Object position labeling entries
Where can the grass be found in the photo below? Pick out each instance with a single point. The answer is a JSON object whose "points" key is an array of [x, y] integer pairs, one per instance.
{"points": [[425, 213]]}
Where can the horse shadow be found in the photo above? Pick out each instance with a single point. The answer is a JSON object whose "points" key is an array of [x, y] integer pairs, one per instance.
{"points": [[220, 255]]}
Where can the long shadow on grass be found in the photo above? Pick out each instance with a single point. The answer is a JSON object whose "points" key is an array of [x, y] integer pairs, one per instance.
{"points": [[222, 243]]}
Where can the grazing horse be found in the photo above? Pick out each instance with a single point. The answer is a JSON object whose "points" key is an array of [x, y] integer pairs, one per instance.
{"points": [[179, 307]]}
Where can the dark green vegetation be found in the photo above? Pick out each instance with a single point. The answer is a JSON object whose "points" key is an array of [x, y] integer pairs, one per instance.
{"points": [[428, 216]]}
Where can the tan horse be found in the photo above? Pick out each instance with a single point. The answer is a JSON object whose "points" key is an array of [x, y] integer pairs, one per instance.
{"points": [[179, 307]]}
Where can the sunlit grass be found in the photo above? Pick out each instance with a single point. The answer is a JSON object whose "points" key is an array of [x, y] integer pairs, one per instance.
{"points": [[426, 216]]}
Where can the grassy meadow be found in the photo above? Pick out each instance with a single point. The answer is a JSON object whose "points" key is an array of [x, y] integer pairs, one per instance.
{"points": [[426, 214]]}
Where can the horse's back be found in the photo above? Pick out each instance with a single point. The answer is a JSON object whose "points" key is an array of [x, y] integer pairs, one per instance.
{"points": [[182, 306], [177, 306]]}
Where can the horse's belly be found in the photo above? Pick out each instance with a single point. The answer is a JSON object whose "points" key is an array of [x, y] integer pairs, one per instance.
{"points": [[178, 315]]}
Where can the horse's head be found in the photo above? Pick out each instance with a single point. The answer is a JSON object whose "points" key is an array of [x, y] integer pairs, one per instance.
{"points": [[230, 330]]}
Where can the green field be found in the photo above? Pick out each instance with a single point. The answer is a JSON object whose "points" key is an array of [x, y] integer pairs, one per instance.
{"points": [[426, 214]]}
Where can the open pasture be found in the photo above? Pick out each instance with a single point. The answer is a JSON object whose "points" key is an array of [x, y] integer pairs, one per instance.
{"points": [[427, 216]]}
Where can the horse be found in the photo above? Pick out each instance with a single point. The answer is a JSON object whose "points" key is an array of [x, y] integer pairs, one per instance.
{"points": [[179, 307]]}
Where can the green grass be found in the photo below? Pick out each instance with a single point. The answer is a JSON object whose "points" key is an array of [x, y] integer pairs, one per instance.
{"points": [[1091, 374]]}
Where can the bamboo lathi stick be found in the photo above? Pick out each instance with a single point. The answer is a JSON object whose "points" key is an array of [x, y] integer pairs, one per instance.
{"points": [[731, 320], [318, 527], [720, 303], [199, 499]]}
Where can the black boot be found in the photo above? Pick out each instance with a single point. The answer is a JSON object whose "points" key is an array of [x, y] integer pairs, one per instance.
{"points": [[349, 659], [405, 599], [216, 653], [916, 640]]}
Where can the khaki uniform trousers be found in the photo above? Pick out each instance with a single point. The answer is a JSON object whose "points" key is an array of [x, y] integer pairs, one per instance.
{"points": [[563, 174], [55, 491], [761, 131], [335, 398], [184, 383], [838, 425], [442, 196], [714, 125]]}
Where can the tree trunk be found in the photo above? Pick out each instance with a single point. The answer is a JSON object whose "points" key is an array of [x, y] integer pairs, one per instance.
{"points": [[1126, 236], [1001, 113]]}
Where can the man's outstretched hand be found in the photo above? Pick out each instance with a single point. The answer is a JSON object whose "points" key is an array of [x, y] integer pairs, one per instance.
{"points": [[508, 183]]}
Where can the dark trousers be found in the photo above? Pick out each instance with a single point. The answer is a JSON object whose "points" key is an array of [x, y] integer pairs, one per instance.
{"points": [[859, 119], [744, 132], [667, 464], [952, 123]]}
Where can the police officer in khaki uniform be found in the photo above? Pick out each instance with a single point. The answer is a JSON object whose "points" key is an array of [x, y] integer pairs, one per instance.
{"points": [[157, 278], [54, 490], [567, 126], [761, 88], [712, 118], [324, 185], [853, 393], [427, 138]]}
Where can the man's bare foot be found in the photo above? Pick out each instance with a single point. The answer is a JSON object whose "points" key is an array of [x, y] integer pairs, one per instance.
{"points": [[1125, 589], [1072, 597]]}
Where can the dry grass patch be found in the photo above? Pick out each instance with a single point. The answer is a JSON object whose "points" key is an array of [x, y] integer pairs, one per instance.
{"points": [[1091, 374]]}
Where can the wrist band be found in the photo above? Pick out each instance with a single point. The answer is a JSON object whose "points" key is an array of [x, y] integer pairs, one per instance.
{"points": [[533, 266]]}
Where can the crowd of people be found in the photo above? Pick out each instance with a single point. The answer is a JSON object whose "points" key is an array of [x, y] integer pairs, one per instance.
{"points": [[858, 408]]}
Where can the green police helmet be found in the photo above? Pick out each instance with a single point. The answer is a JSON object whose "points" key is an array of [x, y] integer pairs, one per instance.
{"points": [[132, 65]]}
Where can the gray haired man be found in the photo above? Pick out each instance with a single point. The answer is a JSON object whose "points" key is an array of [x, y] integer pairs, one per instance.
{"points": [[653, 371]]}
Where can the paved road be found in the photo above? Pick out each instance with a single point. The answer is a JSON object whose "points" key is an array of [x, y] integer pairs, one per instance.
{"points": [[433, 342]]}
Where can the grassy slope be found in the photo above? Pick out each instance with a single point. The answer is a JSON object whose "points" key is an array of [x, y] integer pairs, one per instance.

• **AIM**: Return every line of the material exactly.

• **THE RESULT**:
Where can the grass be found in the photo below? Pick out each instance with a single point. The answer is a JSON object whose "points" key is an array of [x, y] integer pairs, one per instance.
{"points": [[425, 213]]}
Where can the horse shadow be found in the photo above? Pick out each instance with a single point. The answer is a JSON object whose "points" key is an array of [x, y] integer pairs, one per instance.
{"points": [[220, 255]]}
Where can the long shadow on grass be found in the photo above? Pick out each instance with a single point. The answer is a JSON object whose "points" key is an array of [x, y] integer pairs, one per instance.
{"points": [[222, 243]]}
Where can the grazing horse be found in the photo above? Pick out each instance with a single point. The answer is a JSON object whose "points" key is an array of [x, y] integer pairs, one per instance.
{"points": [[179, 307]]}
Where can the dark green vegetation be found in the photo above? Pick out each instance with a single point. The answer is a JSON object whose "points" key is an array of [x, y] integer pairs, one per instance.
{"points": [[428, 216]]}
Where can the tan horse be found in the photo above? Pick out each instance with a single point. The answer is a JSON object whose "points" key is an array of [x, y] integer pairs, one per instance.
{"points": [[179, 307]]}
Where can the sunlit grass be found in the photo above? Pick out each instance with a single point. The answer is a JSON object whose "points" key is an array of [x, y] integer pairs, one per instance.
{"points": [[426, 216]]}
Where can the grassy meadow be found in the photo above? Pick out each instance with a single point. The answer is a JSON object whose "points" key is an array of [x, y] integer pairs, one per instance.
{"points": [[426, 214]]}
Where can the horse's back be found in the photo above? Pick out each instance with a single point. The answer is a JSON object whose "points" key is an array of [x, y] integer pairs, one per instance.
{"points": [[182, 306], [177, 306]]}
Where can the horse's belly be found in the photo above? Pick out each instance with a single point. The answer is a JSON object whose "points" key is an array of [x, y] integer pairs, one per instance.
{"points": [[178, 315]]}
Where can the horse's head be found in the photo above? Pick out each instance with a single point. The answer is a JSON object whose "points" key is an array of [x, y] integer pairs, one per instance.
{"points": [[230, 330]]}
Where can the green field be found in the photo above? Pick out each instance with a single point. The answer is a JSON object whose "points" key is an array of [x, y] integer pairs, one per instance.
{"points": [[426, 214]]}
Where can the open pasture be found in the photo above? Pick out each instance with a single point. The answer is a JSON object whose "points" key is an array of [x, y] integer pairs, one per instance.
{"points": [[427, 216]]}
Where can the horse be found in the photo above? Pick out each instance with a single point. The answer is a JSON object whose "points" key is an array of [x, y] integer pairs, one per instance.
{"points": [[179, 307]]}
Where can the green grass be found in the photo below? Pick out each instance with a single point. The answer is a JSON object whose "points" key is an array of [x, y] integer pairs, one per instance.
{"points": [[1091, 374]]}
Where can the bamboo lathi stick be found in the photo above? Pick out each instance with a single point. The answer is a JSON object whose "points" key is an array of [x, y] integer pairs, one per instance.
{"points": [[731, 320], [318, 527], [720, 303], [199, 499]]}
Where can the black boot be found in the photo above? Pick out each instance with a single point. The answer is a JSON object whose "points" key is an array of [x, y] integer pairs, one per instance.
{"points": [[349, 659], [405, 599], [216, 653], [916, 640]]}
Where can the khaki uniform trousers be found in the photo above? Pick out each instance with a single point. The answer is a JSON object whose "points" key is an array of [x, y] integer pairs, one per instance.
{"points": [[563, 174], [55, 491], [761, 131], [335, 398], [184, 383], [838, 425], [442, 196], [714, 125]]}
Where can the tree trunk be found in the photo above? Pick out each instance with a single point. The answer is a JSON object whose "points" key is an array of [x, y] integer pairs, one per instance.
{"points": [[1126, 236], [1001, 113]]}
Where can the man's outstretched hand be found in the photo above? Pick out each instance with a single point. The answer is a JSON object whose "points" key is an array of [x, y] integer pairs, one per instance.
{"points": [[508, 183]]}
Where can the dark trousers be found in the photo above? Pick out each instance with a single point. The answer is a JSON object whose "points" key is an array of [x, y] integer pairs, one per instance.
{"points": [[859, 119], [744, 132], [667, 464], [952, 123]]}
Where can the police officer in khaki uniform be found in the photo above? Pick out each instance with a single point. The answer is a JSON object whose "points" key is an array of [x, y] integer pairs, one per instance.
{"points": [[157, 278], [54, 490], [567, 126], [761, 88], [712, 118], [324, 185], [853, 393], [427, 138]]}
Where can the man's bare foot be found in the photo above? Pick out each instance with a single point. The answer is a JSON object whose "points" key is an array of [x, y] integer pairs, one per instance.
{"points": [[1125, 589], [1072, 597]]}
Where can the dry grass patch be found in the photo above? Pick out each instance with a single point. The answer is a JSON object whose "points" key is an array of [x, y] integer pairs, one per instance.
{"points": [[1091, 374]]}
Where can the wrist band be found in the photo above? Pick out each instance with a single point. The answer is a JSON object whose "points" key is an array of [x, y] integer pairs, one per instance.
{"points": [[533, 266]]}
Where can the crowd of people be found in the photo above? Pick out each instance with a single point. The answer is a JSON object whose "points" key is an array of [x, y] integer pairs, one per instance.
{"points": [[858, 408]]}
Where can the green police helmet be found in the photo above? Pick out each instance with a single point. The answer is a JSON object whose "points" key is an array of [x, y] integer pairs, one per instance.
{"points": [[132, 65]]}
Where can the gray haired man be found in the photo above? Pick out each instance with a single point. The answer is a JSON object whose "points" key is an array of [x, y] integer pairs, one per instance.
{"points": [[653, 371]]}
Where can the paved road be found in the photo above? Pick out each instance with a single point. The answer is a JSON object whose "points" key is an array of [x, y] integer pairs, one per instance.
{"points": [[433, 342]]}
Where can the grassy slope be found in the photo above? Pick out each instance with a single point. The answer is a JSON object whose "points" key is an array of [x, y] integer pairs, one per instance.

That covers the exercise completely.